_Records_
○ ○ ○ ○ ○ ○ ○
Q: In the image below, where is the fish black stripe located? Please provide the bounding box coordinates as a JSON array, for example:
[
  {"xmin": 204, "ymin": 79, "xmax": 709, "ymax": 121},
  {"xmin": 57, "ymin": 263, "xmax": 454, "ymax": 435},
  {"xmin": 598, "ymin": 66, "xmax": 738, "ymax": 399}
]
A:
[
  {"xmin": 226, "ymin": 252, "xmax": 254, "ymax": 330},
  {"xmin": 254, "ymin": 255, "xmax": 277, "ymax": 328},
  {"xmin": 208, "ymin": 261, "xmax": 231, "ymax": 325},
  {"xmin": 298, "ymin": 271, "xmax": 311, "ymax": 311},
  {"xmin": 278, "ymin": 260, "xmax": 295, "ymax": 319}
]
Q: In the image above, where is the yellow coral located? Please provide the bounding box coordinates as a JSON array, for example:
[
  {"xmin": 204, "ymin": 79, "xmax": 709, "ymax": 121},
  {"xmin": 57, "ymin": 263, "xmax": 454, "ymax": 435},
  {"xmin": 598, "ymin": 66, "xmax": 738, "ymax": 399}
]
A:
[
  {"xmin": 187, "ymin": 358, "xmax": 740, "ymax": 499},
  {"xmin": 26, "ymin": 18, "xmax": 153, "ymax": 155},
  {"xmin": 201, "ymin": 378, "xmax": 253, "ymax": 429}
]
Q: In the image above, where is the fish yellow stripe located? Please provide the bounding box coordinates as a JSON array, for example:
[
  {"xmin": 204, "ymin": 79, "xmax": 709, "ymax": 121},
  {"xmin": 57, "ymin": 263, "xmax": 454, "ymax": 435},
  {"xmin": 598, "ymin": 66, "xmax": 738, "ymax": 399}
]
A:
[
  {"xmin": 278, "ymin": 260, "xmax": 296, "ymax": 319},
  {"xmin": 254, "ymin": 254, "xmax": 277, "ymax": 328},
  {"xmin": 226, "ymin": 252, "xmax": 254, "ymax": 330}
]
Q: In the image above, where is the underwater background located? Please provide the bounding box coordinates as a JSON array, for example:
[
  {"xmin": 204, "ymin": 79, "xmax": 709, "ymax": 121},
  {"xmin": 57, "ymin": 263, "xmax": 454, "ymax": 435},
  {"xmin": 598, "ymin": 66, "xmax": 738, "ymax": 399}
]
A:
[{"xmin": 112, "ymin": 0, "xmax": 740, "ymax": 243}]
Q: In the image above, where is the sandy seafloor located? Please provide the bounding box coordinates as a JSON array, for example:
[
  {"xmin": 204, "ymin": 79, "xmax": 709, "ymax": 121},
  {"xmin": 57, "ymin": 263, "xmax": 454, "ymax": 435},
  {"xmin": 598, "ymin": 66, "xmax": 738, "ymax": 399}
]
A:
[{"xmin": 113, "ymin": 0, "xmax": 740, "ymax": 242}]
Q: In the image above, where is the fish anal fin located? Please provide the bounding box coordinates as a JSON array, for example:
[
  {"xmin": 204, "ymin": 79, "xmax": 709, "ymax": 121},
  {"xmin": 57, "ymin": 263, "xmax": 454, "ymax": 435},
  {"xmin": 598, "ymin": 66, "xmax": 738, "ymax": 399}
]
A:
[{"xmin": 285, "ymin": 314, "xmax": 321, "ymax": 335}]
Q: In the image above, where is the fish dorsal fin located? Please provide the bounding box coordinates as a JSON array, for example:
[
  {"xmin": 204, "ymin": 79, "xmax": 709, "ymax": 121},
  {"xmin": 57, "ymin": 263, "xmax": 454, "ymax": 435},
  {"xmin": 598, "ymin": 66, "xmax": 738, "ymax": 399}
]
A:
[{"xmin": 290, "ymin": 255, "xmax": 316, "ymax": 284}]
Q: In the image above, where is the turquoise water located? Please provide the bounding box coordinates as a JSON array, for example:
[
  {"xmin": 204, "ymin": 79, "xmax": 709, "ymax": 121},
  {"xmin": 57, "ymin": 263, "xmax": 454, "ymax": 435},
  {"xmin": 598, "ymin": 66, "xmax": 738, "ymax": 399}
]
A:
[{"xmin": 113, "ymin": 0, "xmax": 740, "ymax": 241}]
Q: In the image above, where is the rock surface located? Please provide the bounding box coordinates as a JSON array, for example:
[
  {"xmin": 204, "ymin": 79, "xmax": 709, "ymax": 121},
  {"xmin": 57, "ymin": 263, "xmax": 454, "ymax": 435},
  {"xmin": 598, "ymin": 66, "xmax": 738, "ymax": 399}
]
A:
○ ○ ○ ○ ○ ○ ○
Reproduce the material above line for line, keeping every character unchanged.

Q: In the image below, where is the fish black stripe located? Please provide the bounding box coordinates as a JSON array, for example:
[
  {"xmin": 204, "ymin": 79, "xmax": 709, "ymax": 121},
  {"xmin": 57, "ymin": 263, "xmax": 454, "ymax": 435},
  {"xmin": 598, "ymin": 66, "xmax": 738, "ymax": 399}
]
A:
[
  {"xmin": 226, "ymin": 252, "xmax": 254, "ymax": 330},
  {"xmin": 254, "ymin": 255, "xmax": 277, "ymax": 328},
  {"xmin": 208, "ymin": 261, "xmax": 231, "ymax": 325},
  {"xmin": 298, "ymin": 271, "xmax": 311, "ymax": 311},
  {"xmin": 278, "ymin": 260, "xmax": 295, "ymax": 319}
]
Q: In the image above, where is the yellow coral located? Please provide the bounding box coordinates as a JSON array, for example:
[
  {"xmin": 204, "ymin": 79, "xmax": 709, "ymax": 121},
  {"xmin": 57, "ymin": 263, "xmax": 454, "ymax": 435},
  {"xmin": 598, "ymin": 66, "xmax": 738, "ymax": 399}
]
A:
[
  {"xmin": 187, "ymin": 358, "xmax": 740, "ymax": 499},
  {"xmin": 26, "ymin": 18, "xmax": 153, "ymax": 155},
  {"xmin": 201, "ymin": 378, "xmax": 253, "ymax": 429}
]
Q: In the image above, where is the fish yellow stripe located? Please provide the bounding box coordinates as a JSON array, for example:
[
  {"xmin": 204, "ymin": 79, "xmax": 709, "ymax": 121},
  {"xmin": 57, "ymin": 263, "xmax": 454, "ymax": 435},
  {"xmin": 598, "ymin": 66, "xmax": 738, "ymax": 399}
]
A:
[
  {"xmin": 278, "ymin": 260, "xmax": 296, "ymax": 319},
  {"xmin": 254, "ymin": 254, "xmax": 277, "ymax": 328},
  {"xmin": 226, "ymin": 252, "xmax": 254, "ymax": 330}
]
Q: In the image above, where is the underwater background located? Please provide the bounding box coordinates as a JSON array, for example:
[
  {"xmin": 204, "ymin": 79, "xmax": 709, "ymax": 121},
  {"xmin": 57, "ymin": 263, "xmax": 454, "ymax": 435},
  {"xmin": 598, "ymin": 66, "xmax": 738, "ymax": 399}
]
A:
[{"xmin": 112, "ymin": 0, "xmax": 740, "ymax": 243}]
Q: In the image above, where is the sandy seafloor located? Please provide the bounding box coordinates as a JSON array, for example:
[
  {"xmin": 204, "ymin": 79, "xmax": 709, "ymax": 121},
  {"xmin": 57, "ymin": 263, "xmax": 454, "ymax": 435},
  {"xmin": 598, "ymin": 66, "xmax": 738, "ymax": 399}
]
A:
[{"xmin": 113, "ymin": 0, "xmax": 740, "ymax": 242}]
Q: In the image above, where is the fish anal fin located? Please provide the bounding box coordinates as a JSON array, for example:
[
  {"xmin": 204, "ymin": 79, "xmax": 709, "ymax": 121},
  {"xmin": 57, "ymin": 263, "xmax": 454, "ymax": 435},
  {"xmin": 598, "ymin": 66, "xmax": 738, "ymax": 399}
]
A:
[{"xmin": 285, "ymin": 314, "xmax": 321, "ymax": 335}]
Q: In the image above, where is the fish dorsal fin located? Please provide the bounding box coordinates as a JSON array, for example:
[
  {"xmin": 204, "ymin": 79, "xmax": 709, "ymax": 121},
  {"xmin": 57, "ymin": 263, "xmax": 454, "ymax": 435},
  {"xmin": 598, "ymin": 66, "xmax": 738, "ymax": 399}
]
A:
[{"xmin": 290, "ymin": 255, "xmax": 316, "ymax": 284}]
Q: In the image above, where is the turquoise water located? Please provide the bounding box coordinates as a JSON array, for example:
[
  {"xmin": 204, "ymin": 79, "xmax": 709, "ymax": 121},
  {"xmin": 57, "ymin": 263, "xmax": 454, "ymax": 435},
  {"xmin": 598, "ymin": 66, "xmax": 738, "ymax": 399}
]
A:
[{"xmin": 113, "ymin": 0, "xmax": 740, "ymax": 241}]
Q: In the image above, where is the rock surface located? Please provide the bounding box coordinates as a JSON array, for example:
[
  {"xmin": 204, "ymin": 79, "xmax": 709, "ymax": 121},
  {"xmin": 57, "ymin": 263, "xmax": 454, "ymax": 435},
  {"xmin": 598, "ymin": 66, "xmax": 738, "ymax": 399}
]
A:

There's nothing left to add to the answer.